WHAT TO DO
a - Quote the passage on running word for word between "To the vast" and "to improve health.", inclusive.
b - Answer these from the passage on running:
(i) What is running said to be nearly synonymous with?
(ii) Which phrase is called one of the most buzz worthy in health and fitness?
(iii) What everyday action do deadlifts seem similar to?
c - Name every functional training exercise mentioned in the passage on running.

To the vast majority of the population, running long distances is associated with health benefits. But, if we are looking to maximize health while improving capacity in the most effective and efficient way, long distance running may actually be the last thing we should to be doing.
When we exercise, generally we are trying to improve some component of fitness. Running is so closely associated with health that it is nearly synonymous with improvement in the cardiovascular system. Everyone seems to need to get their “cardio” in. With our busy lives, it seems like choosing an exercise that tackles as many different parameters of fitness would be the most efficient way to improve health.
“Functional training” is one of the most buzz worthy phrases surrounding health and fitness currently. What does it really mean to train functionally, however? Functional training should be considered any movements done for the purpose of increasing the ease of day to day activities or possible demands on the human body. Squats? Sounds like sitting down and standing up. Deadlifts? Seems pretty similar to picking something up off of the floor. Some functional training exercises are even named for things they represent in real life (e.g. “suitcase carry”).

GIVEN DATA
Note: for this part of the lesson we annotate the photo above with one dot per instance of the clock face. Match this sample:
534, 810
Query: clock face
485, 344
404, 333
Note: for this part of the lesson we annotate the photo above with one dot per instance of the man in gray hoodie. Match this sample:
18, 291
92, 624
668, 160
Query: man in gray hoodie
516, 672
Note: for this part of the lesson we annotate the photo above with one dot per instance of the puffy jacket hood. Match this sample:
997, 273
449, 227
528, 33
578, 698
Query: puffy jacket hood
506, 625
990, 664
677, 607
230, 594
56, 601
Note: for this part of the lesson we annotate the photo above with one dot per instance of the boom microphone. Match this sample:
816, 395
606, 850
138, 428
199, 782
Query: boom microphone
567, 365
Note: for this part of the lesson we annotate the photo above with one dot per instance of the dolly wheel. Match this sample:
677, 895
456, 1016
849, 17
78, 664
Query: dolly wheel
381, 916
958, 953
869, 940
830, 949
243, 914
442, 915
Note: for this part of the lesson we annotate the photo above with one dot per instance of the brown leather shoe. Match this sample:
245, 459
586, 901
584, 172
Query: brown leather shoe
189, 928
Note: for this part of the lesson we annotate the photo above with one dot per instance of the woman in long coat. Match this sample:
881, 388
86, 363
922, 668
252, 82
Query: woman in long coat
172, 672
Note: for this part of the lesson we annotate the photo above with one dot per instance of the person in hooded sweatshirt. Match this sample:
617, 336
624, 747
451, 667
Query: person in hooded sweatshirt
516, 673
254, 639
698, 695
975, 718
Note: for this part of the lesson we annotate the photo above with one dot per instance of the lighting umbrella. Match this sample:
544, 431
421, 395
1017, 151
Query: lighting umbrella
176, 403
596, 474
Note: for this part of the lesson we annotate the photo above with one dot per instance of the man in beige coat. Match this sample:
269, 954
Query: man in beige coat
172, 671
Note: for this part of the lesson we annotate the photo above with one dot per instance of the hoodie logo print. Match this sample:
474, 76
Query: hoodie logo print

EXERCISE SOLUTIONS
a -
To the vast majority of the population, running long distances is associated with health benefits. But, if we are looking to maximize health while improving capacity in the most effective and efficient way, long distance running may actually be the last thing we should to be doing.
When we exercise, generally we are trying to improve some component of fitness. Running is so closely associated with health that it is nearly synonymous with improvement in the cardiovascular system. Everyone seems to need to get their “cardio” in. With our busy lives, it seems like choosing an exercise that tackles as many different parameters of fitness would be the most efficient way to improve health.

b -
(i) Improvement in the cardiovascular system
(ii) "Functional training"
(iii) Picking something up off of the floor

c -
Squats
Deadlifts
Suitcase carry